- **Work required**:
Reproduce the material below word for word, starting with its first line and going on through the line with "293, 600, 315]]", including that line. Leave the pictures out of your answer.

--- begin ---

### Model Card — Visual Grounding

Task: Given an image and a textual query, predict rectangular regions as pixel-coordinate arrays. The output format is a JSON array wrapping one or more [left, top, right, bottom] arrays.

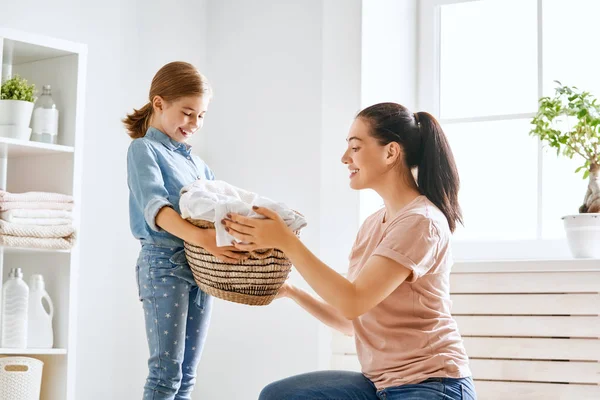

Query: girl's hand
[[221, 207, 296, 251], [275, 281, 294, 299], [190, 228, 249, 263]]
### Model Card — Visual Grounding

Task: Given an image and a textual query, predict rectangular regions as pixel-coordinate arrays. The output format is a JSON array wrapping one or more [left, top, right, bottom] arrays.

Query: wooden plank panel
[[464, 337, 600, 361], [450, 272, 600, 293], [470, 359, 600, 384], [454, 315, 600, 338], [475, 380, 600, 400], [451, 293, 600, 315]]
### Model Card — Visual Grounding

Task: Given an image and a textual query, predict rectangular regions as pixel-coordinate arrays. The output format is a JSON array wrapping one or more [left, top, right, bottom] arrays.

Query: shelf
[[0, 137, 74, 158], [0, 348, 67, 356], [452, 258, 600, 273], [0, 246, 71, 254], [0, 28, 85, 65]]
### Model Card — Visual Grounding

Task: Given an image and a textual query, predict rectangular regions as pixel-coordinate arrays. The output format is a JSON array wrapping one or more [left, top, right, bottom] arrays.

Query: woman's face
[[342, 118, 399, 190], [154, 96, 210, 143]]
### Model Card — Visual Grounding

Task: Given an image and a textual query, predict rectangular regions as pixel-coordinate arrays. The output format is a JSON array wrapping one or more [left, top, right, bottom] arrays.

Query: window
[[418, 0, 600, 256]]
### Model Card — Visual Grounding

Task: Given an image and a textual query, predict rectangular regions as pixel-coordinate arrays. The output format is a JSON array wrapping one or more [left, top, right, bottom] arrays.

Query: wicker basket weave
[[184, 219, 292, 306]]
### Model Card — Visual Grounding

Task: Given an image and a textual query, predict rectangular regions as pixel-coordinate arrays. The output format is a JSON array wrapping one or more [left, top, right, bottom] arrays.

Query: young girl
[[223, 103, 476, 400], [123, 62, 245, 400]]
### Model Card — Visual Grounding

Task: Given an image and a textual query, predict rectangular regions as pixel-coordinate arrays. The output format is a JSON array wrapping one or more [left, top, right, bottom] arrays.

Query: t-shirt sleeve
[[373, 215, 440, 282]]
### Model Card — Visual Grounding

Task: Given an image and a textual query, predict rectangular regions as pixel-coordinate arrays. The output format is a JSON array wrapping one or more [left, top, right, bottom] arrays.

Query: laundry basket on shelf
[[184, 219, 292, 306], [0, 357, 44, 400]]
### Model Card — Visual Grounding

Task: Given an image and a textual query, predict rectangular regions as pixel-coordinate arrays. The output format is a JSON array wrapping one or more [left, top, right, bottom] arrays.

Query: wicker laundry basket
[[184, 219, 292, 306]]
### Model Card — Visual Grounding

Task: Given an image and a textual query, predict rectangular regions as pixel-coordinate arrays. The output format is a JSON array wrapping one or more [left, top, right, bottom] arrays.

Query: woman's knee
[[258, 379, 303, 400]]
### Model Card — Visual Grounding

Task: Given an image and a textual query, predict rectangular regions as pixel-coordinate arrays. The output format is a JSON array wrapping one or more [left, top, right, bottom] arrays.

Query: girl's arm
[[278, 283, 354, 336], [155, 206, 248, 262], [223, 207, 412, 320], [127, 140, 247, 261]]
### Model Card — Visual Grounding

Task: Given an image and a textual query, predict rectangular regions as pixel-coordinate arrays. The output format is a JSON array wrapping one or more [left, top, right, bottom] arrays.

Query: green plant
[[529, 81, 600, 213], [0, 75, 35, 103]]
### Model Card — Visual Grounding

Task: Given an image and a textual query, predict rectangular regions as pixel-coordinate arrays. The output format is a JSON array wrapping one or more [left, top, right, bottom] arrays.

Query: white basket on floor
[[0, 357, 44, 400]]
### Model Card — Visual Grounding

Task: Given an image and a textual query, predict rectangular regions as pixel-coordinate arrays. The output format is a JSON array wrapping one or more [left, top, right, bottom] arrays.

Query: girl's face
[[342, 118, 400, 190], [153, 96, 210, 143]]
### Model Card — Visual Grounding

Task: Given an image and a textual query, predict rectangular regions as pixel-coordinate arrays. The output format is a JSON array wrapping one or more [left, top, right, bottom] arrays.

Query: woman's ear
[[385, 142, 402, 165]]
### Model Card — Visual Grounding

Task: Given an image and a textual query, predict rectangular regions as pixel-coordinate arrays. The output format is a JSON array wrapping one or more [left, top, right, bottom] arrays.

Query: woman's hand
[[190, 228, 249, 263], [221, 207, 296, 251]]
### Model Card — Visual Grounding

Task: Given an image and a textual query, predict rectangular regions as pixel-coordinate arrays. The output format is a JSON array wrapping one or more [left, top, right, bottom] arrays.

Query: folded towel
[[0, 201, 73, 211], [0, 235, 75, 250], [0, 208, 73, 222], [179, 180, 306, 247], [0, 216, 73, 226], [0, 190, 73, 203], [0, 220, 75, 238]]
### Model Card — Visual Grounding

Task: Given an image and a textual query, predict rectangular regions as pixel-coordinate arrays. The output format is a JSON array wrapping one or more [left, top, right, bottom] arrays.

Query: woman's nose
[[342, 150, 350, 164]]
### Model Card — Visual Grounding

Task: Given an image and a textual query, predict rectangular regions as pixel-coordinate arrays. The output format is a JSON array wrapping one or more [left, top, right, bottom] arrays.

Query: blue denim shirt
[[127, 127, 215, 247]]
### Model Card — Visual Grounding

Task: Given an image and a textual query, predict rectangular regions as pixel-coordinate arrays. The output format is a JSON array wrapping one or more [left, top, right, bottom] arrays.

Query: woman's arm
[[155, 206, 248, 262], [278, 283, 354, 336], [223, 207, 411, 320]]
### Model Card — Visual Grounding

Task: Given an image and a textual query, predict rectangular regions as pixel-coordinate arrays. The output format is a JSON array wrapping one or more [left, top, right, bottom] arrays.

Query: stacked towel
[[179, 179, 306, 247], [0, 190, 75, 249]]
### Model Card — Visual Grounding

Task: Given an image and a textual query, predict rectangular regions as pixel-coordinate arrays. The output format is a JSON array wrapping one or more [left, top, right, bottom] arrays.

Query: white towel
[[179, 180, 306, 247], [0, 208, 73, 222], [0, 219, 75, 238], [0, 201, 73, 211], [0, 190, 73, 203]]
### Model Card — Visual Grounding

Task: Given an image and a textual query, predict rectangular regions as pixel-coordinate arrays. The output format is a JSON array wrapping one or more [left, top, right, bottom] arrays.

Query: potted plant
[[0, 75, 35, 140], [530, 81, 600, 258]]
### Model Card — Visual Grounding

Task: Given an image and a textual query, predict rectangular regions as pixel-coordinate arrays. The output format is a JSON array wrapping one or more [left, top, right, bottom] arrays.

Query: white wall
[[360, 0, 422, 223]]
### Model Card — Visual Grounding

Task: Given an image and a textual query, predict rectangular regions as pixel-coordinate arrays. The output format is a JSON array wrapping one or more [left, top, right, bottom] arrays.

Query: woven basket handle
[[248, 249, 274, 260]]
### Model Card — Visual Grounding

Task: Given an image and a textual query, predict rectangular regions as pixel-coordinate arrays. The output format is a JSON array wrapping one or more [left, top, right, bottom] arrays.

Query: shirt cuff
[[144, 198, 172, 232]]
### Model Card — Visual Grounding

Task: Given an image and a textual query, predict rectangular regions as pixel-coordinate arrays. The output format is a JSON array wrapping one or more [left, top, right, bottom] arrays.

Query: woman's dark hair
[[356, 103, 463, 232]]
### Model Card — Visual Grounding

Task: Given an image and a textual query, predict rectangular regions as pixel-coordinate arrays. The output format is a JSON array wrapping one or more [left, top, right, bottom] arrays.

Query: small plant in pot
[[0, 75, 35, 140], [530, 81, 600, 258]]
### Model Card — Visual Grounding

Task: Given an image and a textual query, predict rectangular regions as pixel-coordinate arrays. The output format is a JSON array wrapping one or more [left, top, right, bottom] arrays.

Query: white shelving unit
[[0, 26, 87, 400]]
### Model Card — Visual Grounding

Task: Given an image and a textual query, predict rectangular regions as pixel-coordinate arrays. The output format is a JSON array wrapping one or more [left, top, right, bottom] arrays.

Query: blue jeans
[[259, 371, 477, 400], [136, 245, 213, 400]]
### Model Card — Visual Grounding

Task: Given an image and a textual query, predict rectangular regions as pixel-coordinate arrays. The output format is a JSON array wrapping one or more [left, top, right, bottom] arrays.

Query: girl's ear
[[152, 96, 165, 112]]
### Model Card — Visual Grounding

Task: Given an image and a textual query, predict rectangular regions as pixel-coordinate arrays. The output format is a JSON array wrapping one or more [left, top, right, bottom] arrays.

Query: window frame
[[417, 0, 571, 260]]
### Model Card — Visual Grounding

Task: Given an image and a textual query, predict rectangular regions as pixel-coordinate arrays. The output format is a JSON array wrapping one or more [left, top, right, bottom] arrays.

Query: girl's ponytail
[[123, 103, 152, 139]]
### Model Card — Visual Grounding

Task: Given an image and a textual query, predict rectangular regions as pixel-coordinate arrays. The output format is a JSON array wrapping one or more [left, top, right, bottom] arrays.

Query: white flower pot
[[0, 100, 33, 127], [562, 213, 600, 258]]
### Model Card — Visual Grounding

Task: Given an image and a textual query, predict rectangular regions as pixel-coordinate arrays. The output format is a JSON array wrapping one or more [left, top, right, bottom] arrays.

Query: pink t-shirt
[[348, 196, 471, 390]]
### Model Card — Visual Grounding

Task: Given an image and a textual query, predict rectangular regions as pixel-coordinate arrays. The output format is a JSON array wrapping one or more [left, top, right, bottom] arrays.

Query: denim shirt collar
[[145, 126, 192, 154]]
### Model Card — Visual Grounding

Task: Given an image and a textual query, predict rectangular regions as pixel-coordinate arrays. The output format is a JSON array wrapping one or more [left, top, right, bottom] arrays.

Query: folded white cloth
[[0, 216, 73, 226], [179, 180, 306, 247], [0, 201, 73, 211], [0, 208, 73, 222], [0, 235, 75, 250], [0, 219, 75, 238], [0, 190, 73, 203]]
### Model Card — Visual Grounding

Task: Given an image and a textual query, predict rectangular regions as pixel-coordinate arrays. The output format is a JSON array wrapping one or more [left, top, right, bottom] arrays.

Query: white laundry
[[179, 180, 306, 247]]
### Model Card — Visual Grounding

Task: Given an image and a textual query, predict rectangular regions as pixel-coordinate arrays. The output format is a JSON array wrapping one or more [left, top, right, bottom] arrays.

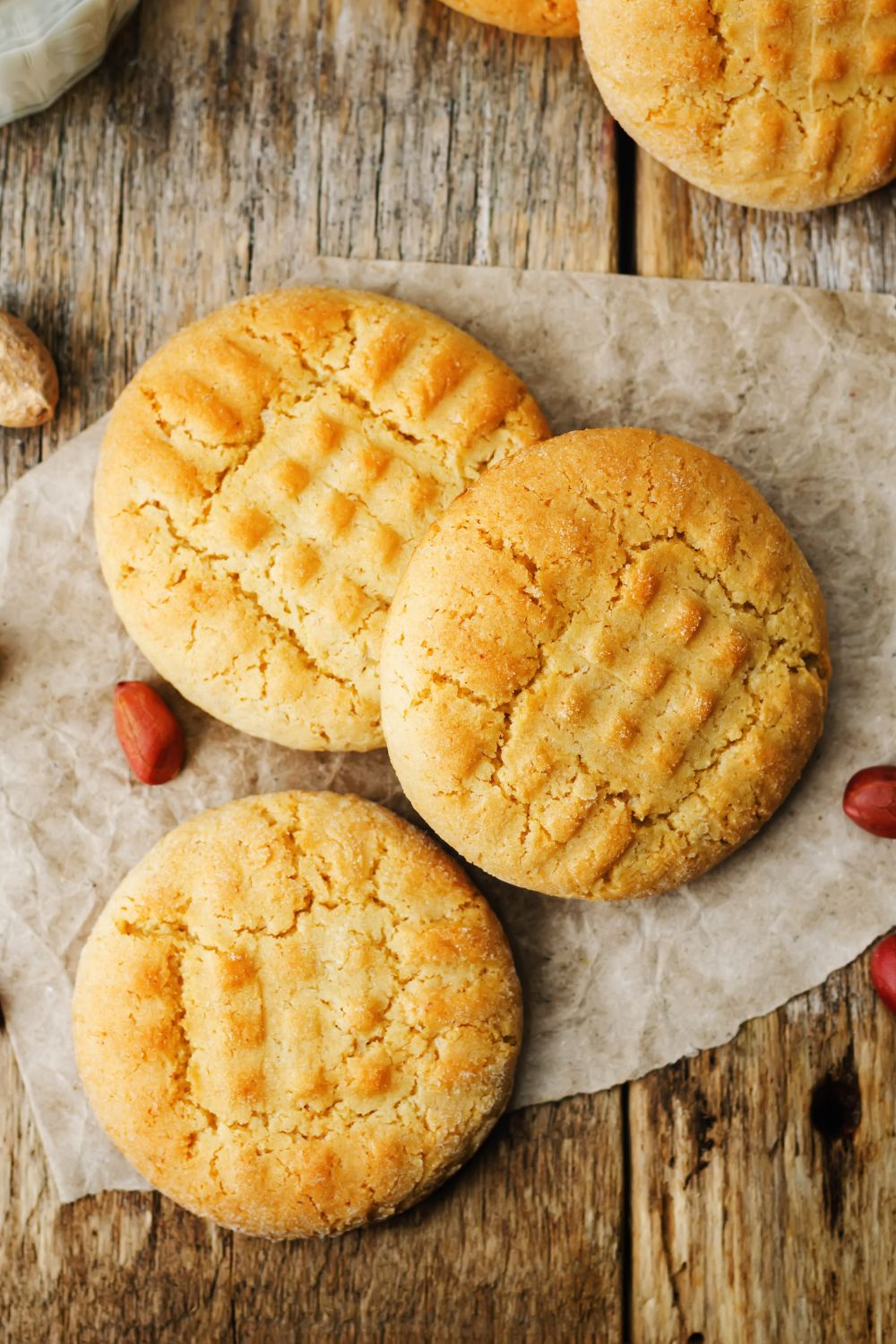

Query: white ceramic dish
[[0, 0, 138, 125]]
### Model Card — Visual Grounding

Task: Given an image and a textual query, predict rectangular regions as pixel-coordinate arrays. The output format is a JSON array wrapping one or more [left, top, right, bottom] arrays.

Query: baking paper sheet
[[0, 261, 896, 1201]]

--- end ---

- **Reply**:
### Model Card — Visual Grounding

Task: Given an image and a textual query, predict rectangular regions as pixel-coordinate arrays. The output format is a JSON array wrapping one or more [left, top, right, bottom] arrays.


Query: girl's hand
[[221, 207, 296, 251], [275, 281, 294, 299], [190, 228, 249, 263]]
### Model Card — Visual Grounding

Task: Given an image and a textual query, predict rectangular regions as pixel-coordinate arrays. The output format is a JSON array wrapping one or more [left, top, right, bottom] arrays.

Query: wooden plank panel
[[464, 337, 600, 361], [450, 272, 600, 293], [470, 359, 600, 384], [454, 315, 600, 338], [475, 380, 600, 400], [451, 293, 600, 315]]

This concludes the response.